Format every line of the records below as a JSON list of strings, with one string per line and no blank lines. Leave the pictures out.

--- START ---

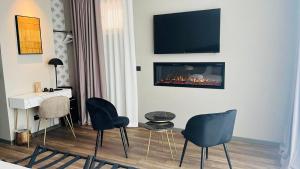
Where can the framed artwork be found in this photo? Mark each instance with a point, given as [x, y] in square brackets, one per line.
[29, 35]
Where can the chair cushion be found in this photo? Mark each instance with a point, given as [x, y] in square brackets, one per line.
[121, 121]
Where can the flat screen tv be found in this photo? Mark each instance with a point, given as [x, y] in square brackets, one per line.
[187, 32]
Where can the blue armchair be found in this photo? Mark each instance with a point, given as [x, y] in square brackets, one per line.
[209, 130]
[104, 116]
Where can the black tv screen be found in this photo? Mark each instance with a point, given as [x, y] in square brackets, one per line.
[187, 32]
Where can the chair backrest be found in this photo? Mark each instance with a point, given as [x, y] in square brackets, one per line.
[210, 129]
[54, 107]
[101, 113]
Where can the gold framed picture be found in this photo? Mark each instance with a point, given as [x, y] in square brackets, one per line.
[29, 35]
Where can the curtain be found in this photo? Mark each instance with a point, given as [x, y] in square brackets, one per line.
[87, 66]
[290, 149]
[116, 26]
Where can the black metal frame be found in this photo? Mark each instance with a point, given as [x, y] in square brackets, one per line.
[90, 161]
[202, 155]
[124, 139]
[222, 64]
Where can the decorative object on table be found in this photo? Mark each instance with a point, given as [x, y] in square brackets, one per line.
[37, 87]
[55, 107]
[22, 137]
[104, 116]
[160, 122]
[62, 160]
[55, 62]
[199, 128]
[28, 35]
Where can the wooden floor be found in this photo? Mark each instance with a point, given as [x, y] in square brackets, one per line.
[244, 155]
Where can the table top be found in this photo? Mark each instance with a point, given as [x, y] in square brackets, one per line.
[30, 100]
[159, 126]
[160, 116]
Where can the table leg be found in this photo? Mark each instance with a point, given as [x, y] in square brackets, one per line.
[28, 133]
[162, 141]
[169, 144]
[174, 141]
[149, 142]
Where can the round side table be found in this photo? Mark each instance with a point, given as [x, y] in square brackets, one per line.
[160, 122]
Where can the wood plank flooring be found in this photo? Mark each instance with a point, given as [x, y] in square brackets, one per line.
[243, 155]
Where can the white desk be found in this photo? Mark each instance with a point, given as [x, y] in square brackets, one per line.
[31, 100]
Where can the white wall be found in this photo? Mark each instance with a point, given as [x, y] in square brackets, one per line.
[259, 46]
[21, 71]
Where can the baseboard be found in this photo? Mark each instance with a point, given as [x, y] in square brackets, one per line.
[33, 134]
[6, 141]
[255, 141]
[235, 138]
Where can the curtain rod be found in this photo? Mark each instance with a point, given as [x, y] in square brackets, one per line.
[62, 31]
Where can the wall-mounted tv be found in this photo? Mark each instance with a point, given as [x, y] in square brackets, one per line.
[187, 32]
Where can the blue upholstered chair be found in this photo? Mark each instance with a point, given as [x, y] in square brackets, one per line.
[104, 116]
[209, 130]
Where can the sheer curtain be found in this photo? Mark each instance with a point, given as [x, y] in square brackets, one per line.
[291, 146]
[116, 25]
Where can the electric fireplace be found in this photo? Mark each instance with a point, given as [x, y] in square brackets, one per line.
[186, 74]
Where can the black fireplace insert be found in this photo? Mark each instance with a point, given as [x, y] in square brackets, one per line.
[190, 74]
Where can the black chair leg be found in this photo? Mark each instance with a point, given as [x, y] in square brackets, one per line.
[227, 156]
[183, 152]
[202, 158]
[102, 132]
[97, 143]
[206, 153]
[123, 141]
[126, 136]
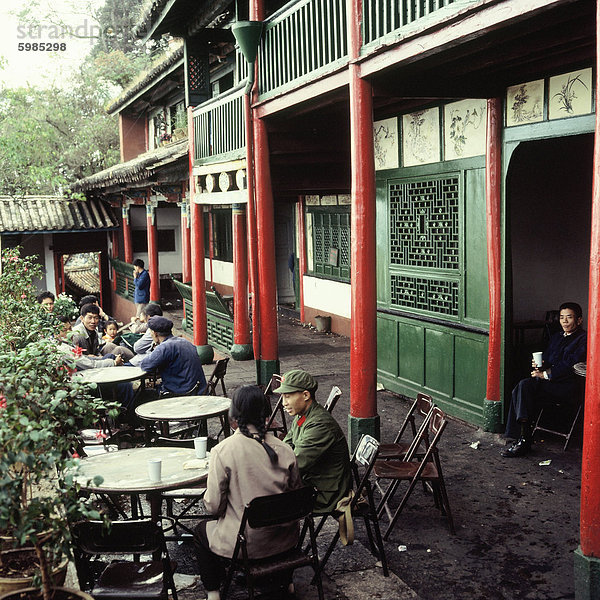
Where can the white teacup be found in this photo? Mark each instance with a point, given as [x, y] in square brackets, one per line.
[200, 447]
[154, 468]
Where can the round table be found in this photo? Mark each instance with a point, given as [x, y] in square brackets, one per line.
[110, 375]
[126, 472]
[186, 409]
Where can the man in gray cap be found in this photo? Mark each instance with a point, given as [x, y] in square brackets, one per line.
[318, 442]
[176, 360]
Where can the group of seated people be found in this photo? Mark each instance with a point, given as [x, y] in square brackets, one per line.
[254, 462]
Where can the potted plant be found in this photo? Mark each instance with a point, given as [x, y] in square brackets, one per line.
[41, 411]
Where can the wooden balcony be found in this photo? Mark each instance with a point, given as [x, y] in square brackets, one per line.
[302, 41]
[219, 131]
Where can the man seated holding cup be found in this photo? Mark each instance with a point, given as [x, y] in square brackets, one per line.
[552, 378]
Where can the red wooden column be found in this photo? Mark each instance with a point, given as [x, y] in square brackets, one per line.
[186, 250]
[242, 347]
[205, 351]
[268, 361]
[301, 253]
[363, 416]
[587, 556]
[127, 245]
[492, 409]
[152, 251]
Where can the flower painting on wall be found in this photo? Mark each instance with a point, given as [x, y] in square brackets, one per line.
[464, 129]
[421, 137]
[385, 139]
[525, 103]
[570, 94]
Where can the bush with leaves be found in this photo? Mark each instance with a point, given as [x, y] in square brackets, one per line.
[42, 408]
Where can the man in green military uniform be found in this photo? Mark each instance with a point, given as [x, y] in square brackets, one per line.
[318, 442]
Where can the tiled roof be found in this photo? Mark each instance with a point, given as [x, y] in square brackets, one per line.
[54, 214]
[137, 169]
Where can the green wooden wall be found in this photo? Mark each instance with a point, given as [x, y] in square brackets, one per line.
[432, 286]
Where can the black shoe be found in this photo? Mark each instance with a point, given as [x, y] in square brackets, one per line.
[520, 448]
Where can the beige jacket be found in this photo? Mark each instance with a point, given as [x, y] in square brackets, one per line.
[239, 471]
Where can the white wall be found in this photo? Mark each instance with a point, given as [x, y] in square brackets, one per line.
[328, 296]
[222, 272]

--- END ---

Task response –
[
  "Where can the framed artwork be found in this photo? Mark each instance with a point, given as [x, y] in square brackets, one per line.",
  "[29, 35]",
  "Where can the chair cushion be found in this photo? Mark each instance with a point, given as [x, y] in square brackets, one per line.",
  "[121, 121]",
  "Where can the flat screen tv be found in this photo? Mark each instance with a point, given as [x, y] in square brackets, one per line.",
  "[187, 32]",
  "Where can the blue armchair be found in this photo? Mark each instance with a point, given as [x, y] in square brackets, one per line.",
  "[209, 130]",
  "[104, 116]",
  "Where can the black tv screen be found in this photo? Mark each instance with a point, given as [x, y] in square brackets, one per line.",
  "[187, 32]",
  "Where can the chair backrest be found in this photo? Mark each instance with a point, given as [x, y] in square brackets, one per line.",
  "[210, 129]",
  "[54, 107]",
  "[101, 113]",
  "Where can the gold framed picture be found in this photo? Mark each instance with a point, given as [x, y] in square brackets, one per line.",
  "[29, 35]",
  "Where can the curtain be found in this photo? Mark each instance with a point, given as [x, y] in square brackets, one per line.",
  "[87, 66]",
  "[290, 149]",
  "[116, 26]",
  "Where can the black metal frame be found in this photo? Mark each instance with a point, given as [x, y] in square brackets, one per line.",
  "[90, 161]",
  "[202, 155]",
  "[124, 139]",
  "[222, 64]",
  "Where can the decorative object on table be found in this photo? Mark each instance with a point, given as [x, y] in square brackets, one per line.",
  "[37, 87]",
  "[55, 107]",
  "[22, 137]",
  "[104, 116]",
  "[160, 122]",
  "[62, 160]",
  "[55, 62]",
  "[199, 128]",
  "[28, 35]",
  "Where can the wooden floor be found in this photo? Mark each instance with a point, given as [x, y] in square brackets, one per line.",
  "[244, 155]",
  "Where can the table top be found in this photo? Mark each instance with a point, given as [x, y] in square brackets, one per line.",
  "[30, 100]",
  "[159, 126]",
  "[160, 116]",
  "Where can the table leg be found in this photo? Mark each instance with a point, given as [x, y] in square brackets, one per line.",
  "[28, 133]",
  "[162, 141]",
  "[169, 144]",
  "[174, 141]",
  "[149, 142]",
  "Where can the round side table be found in this photo? Mark each instance with a point, given as [x, y] in square brackets, one per line.",
  "[160, 122]",
  "Where can the wood plank flooring be found in this photo? Mark each instance with a point, given as [x, y] in square brackets, one per line.",
  "[243, 155]",
  "Where can the white desk be found in this photo? Mark each instance with a point, given as [x, y] in square brackets, one per line.",
  "[31, 100]",
  "Where can the white wall be found in this photo? Mark each instance with a point, given as [x, y] in square brackets, one per line.",
  "[259, 46]",
  "[21, 71]",
  "Where can the baseboard be found in this photo? Mark each instance with a point, given as [x, y] in square brackets, one per line.",
  "[33, 134]",
  "[6, 141]",
  "[255, 141]",
  "[235, 138]",
  "Where can the curtain rod be found in this photo? Mark each instance with a point, given as [x, y] in square brackets, one per line.",
  "[62, 31]",
  "Where can the wall-mounted tv be found in this photo? Mark each instance with a point, given as [x, y] in square brackets, one per line.",
  "[187, 32]",
  "Where can the blue upholstered chair be found in this photo? Mark each instance with a point, given as [x, y] in square brackets, one per line.",
  "[104, 116]",
  "[209, 130]",
  "Where can the sheer curtain be found in this photo? Mark each instance with a point, given as [x, y] in square brackets, one per line.",
  "[291, 146]",
  "[116, 25]",
  "Where can the electric fireplace be found in this photo? Mark each instance with a point, given as [x, y] in square brackets, one per line.",
  "[186, 74]",
  "Where can the black fireplace insert be found in this photo? Mark each instance with a point, given as [x, y] in square brackets, one per line.",
  "[190, 74]",
  "Where can the black chair leg be found in this photo? Mark each instance with a point, given as [x, y] in square brackets, one per line.",
  "[227, 156]",
  "[183, 152]",
  "[202, 158]",
  "[102, 132]",
  "[97, 143]",
  "[206, 153]",
  "[123, 141]",
  "[126, 136]",
  "Where can the white teacup be found in this photo? Mark each instance with a point, given as [x, y] in square brackets, one per line.",
  "[200, 447]",
  "[154, 468]",
  "Where can the round table be found in this photo? Mark each instance with a point, given as [x, y] in square brackets, one per line.",
  "[110, 375]",
  "[126, 472]",
  "[186, 409]",
  "Where can the man in gray cap be found in this photo? Mark each instance with a point, given as [x, y] in square brackets, one per line.",
  "[318, 442]",
  "[176, 360]",
  "Where can the group of seated people be found in this photo? Mark each instance with a point, given as [x, y] in square brackets, one per line.",
  "[254, 462]",
  "Where can the potted plant be found in this photo? Mark each instance with a point, given as [x, y] in square brackets, one per line.",
  "[41, 411]",
  "Where can the wooden balcony be found in this photo? Mark each instance with a point, given as [x, y] in square brackets, one per line.",
  "[302, 41]",
  "[219, 131]",
  "Where can the man seated holding cup be found in this photo? Mark each instance with a point, given as [x, y] in square brackets, one per line.",
  "[552, 378]",
  "Where can the red wooden column be found in this photo? Mark each instance with a point, given as [x, y] in square brackets, one per line.",
  "[186, 250]",
  "[242, 347]",
  "[205, 351]",
  "[268, 361]",
  "[301, 253]",
  "[363, 416]",
  "[587, 556]",
  "[127, 245]",
  "[492, 409]",
  "[152, 251]",
  "Where can the flower painting on wall be found in this photo? Mark each instance with a point, given as [x, y] in square brackets, one per line.",
  "[464, 129]",
  "[421, 137]",
  "[385, 139]",
  "[525, 103]",
  "[570, 94]",
  "Where can the bush with leaves be found in this photo? Mark each instance with a point, given as [x, y] in square brackets, one per line.",
  "[42, 408]",
  "Where can the man in green military uniform be found in this photo? Mark each instance with a point, given as [x, y] in square brackets, one per line.",
  "[318, 442]",
  "Where can the tiled roof be found in this photo? Mark each instance with a point, given as [x, y] in square brackets, one per line.",
  "[54, 214]",
  "[137, 169]",
  "Where can the green wooden wall be found in this photo? Mark each instance with a point, given as [x, y] in square brackets, one per line.",
  "[432, 286]",
  "Where can the black shoe be found in this photo? Mark each instance with a point, given as [x, y] in square brackets, one per line.",
  "[520, 448]",
  "Where can the beige jacket be found in this photo? Mark each instance with a point, given as [x, y] in square brackets, one per line.",
  "[239, 471]",
  "Where can the white wall be found in this photo? Mark each instance with a point, given as [x, y] in square brackets, one per line.",
  "[328, 296]",
  "[222, 272]"
]